Entries of labeled boxes

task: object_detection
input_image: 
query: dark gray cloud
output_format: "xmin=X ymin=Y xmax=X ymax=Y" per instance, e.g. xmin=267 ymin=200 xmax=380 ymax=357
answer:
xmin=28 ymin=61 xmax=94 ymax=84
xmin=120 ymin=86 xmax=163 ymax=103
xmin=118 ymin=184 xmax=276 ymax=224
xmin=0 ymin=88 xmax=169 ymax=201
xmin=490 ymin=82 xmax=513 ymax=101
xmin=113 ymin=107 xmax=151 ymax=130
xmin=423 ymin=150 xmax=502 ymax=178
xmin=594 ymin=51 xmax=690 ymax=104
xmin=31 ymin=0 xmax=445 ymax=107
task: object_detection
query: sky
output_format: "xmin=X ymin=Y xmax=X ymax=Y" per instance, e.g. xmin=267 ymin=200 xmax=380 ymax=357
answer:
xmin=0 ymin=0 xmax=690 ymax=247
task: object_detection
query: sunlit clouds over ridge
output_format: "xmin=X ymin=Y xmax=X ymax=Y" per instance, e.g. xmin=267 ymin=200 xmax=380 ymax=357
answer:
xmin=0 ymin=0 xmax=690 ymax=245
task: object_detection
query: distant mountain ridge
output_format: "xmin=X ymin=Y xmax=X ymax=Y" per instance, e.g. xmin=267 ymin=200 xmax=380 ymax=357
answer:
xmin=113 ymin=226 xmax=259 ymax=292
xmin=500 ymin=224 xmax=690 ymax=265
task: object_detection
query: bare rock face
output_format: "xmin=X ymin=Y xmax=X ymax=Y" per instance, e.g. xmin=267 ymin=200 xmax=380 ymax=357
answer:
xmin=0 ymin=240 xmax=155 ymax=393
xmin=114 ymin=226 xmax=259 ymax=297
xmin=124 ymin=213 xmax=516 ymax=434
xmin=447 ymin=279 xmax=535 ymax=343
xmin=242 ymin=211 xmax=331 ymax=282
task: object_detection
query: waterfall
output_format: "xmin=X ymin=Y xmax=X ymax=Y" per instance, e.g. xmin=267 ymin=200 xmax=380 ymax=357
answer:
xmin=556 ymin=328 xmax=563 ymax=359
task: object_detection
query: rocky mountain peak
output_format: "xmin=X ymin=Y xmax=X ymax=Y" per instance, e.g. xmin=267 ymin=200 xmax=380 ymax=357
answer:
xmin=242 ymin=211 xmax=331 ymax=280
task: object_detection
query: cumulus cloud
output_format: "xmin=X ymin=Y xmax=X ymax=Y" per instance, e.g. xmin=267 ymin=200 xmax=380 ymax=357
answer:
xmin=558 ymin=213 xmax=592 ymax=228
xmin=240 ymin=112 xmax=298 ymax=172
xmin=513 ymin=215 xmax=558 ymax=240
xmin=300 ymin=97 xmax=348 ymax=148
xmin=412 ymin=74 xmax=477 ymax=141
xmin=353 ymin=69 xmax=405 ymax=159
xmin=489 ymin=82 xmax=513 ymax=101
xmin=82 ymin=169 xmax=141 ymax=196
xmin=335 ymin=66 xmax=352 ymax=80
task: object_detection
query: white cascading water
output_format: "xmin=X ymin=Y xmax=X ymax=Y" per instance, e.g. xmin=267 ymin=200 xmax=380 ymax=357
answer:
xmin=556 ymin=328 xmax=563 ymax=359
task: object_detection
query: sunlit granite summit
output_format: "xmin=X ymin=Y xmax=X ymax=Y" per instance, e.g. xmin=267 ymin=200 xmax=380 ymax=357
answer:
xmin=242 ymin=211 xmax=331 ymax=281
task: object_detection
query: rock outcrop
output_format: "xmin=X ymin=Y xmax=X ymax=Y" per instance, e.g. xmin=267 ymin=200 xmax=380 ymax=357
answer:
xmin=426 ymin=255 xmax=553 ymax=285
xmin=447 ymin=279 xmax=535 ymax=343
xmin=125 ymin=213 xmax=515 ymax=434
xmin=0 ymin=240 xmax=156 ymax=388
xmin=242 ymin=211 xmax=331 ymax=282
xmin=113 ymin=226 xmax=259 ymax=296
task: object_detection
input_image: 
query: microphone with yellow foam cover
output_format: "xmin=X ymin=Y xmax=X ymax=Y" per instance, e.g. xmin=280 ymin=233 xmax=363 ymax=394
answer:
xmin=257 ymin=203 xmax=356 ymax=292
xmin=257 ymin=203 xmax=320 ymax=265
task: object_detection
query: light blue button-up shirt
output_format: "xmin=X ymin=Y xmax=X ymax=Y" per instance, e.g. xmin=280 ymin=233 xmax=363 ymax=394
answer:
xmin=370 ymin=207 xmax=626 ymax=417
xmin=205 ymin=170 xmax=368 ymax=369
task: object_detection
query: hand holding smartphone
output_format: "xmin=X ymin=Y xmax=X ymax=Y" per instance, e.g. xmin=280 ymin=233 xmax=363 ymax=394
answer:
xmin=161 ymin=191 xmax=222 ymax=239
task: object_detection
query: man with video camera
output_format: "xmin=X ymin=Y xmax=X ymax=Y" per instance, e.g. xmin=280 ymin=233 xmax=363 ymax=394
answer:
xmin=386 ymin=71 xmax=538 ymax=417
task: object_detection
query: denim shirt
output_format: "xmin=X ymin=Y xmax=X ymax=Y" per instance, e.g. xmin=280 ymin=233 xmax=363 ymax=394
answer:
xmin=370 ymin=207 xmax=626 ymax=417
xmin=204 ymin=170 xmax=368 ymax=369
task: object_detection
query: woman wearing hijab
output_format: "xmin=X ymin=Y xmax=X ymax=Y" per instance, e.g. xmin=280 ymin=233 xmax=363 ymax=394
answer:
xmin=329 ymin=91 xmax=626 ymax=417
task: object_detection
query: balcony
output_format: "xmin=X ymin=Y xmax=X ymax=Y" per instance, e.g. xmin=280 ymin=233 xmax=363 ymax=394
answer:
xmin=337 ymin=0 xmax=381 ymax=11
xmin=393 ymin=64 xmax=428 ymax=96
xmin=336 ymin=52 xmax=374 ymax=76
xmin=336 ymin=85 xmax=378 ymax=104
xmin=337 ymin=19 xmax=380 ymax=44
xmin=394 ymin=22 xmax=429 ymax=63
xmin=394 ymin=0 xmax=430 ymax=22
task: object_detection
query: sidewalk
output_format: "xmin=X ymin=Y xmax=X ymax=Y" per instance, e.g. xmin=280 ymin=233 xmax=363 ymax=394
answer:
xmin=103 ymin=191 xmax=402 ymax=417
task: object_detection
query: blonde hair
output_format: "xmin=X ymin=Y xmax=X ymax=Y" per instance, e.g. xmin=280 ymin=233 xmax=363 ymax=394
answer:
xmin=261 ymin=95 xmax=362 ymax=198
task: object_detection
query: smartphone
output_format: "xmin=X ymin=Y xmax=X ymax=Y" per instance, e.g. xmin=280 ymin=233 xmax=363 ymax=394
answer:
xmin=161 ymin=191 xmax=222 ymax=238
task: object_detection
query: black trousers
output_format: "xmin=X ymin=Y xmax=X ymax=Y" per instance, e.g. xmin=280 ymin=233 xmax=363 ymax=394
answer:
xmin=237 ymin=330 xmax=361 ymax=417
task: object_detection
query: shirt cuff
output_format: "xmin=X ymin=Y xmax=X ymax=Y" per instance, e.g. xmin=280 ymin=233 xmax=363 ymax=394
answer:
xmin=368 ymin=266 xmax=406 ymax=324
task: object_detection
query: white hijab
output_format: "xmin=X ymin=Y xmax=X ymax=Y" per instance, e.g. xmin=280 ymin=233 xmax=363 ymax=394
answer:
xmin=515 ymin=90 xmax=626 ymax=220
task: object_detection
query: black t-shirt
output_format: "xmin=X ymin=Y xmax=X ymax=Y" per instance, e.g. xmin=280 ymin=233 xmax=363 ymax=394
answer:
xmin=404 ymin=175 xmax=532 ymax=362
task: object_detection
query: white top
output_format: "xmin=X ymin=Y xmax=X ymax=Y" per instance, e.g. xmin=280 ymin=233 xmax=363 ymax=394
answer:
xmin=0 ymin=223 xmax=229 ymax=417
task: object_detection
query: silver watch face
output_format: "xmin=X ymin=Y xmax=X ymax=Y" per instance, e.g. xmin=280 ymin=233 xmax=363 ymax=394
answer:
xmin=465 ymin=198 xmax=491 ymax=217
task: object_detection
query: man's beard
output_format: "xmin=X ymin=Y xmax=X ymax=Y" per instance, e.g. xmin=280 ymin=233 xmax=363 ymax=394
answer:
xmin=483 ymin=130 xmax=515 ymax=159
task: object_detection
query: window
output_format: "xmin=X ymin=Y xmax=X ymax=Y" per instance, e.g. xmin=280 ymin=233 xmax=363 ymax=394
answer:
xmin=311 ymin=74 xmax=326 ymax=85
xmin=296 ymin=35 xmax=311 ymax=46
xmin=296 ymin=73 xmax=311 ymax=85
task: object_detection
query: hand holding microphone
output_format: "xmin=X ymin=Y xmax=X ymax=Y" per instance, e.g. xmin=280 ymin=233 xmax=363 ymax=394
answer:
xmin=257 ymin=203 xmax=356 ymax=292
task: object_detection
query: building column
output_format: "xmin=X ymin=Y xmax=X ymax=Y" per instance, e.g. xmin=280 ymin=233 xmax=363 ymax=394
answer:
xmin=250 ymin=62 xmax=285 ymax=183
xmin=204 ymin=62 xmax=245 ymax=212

AIM ::
Output as a JSON list of strings every line from the start of the entries through the line containing "xmin=500 ymin=224 xmax=690 ymax=265", with one string per line and blank lines omitted.

TASK RESPONSE ::
[
  "task: object_detection",
  "input_image: ",
  "query: dark gray cloud",
  "output_format: \"xmin=X ymin=Y xmax=X ymax=Y\" per instance, e.g. xmin=267 ymin=200 xmax=380 ymax=357",
  "answer:",
  "xmin=28 ymin=61 xmax=94 ymax=84",
  "xmin=120 ymin=86 xmax=163 ymax=103",
  "xmin=118 ymin=184 xmax=276 ymax=224",
  "xmin=0 ymin=88 xmax=169 ymax=201",
  "xmin=490 ymin=82 xmax=513 ymax=101",
  "xmin=113 ymin=107 xmax=151 ymax=130",
  "xmin=423 ymin=150 xmax=502 ymax=178",
  "xmin=594 ymin=51 xmax=690 ymax=104",
  "xmin=31 ymin=0 xmax=445 ymax=107",
  "task: object_detection",
  "query: sky",
  "output_format: \"xmin=X ymin=Y xmax=X ymax=Y\" per instance, e.g. xmin=267 ymin=200 xmax=380 ymax=357",
  "answer:",
  "xmin=0 ymin=0 xmax=690 ymax=247",
  "task: object_detection",
  "query: sunlit clouds over ridge",
  "output_format: \"xmin=X ymin=Y xmax=X ymax=Y\" per instance, e.g. xmin=267 ymin=200 xmax=380 ymax=357",
  "answer:",
  "xmin=0 ymin=0 xmax=690 ymax=245",
  "task: object_detection",
  "query: distant mountain ridge",
  "output_format: \"xmin=X ymin=Y xmax=X ymax=Y\" per instance, e.g. xmin=267 ymin=200 xmax=380 ymax=357",
  "answer:",
  "xmin=113 ymin=226 xmax=259 ymax=292",
  "xmin=500 ymin=224 xmax=690 ymax=265"
]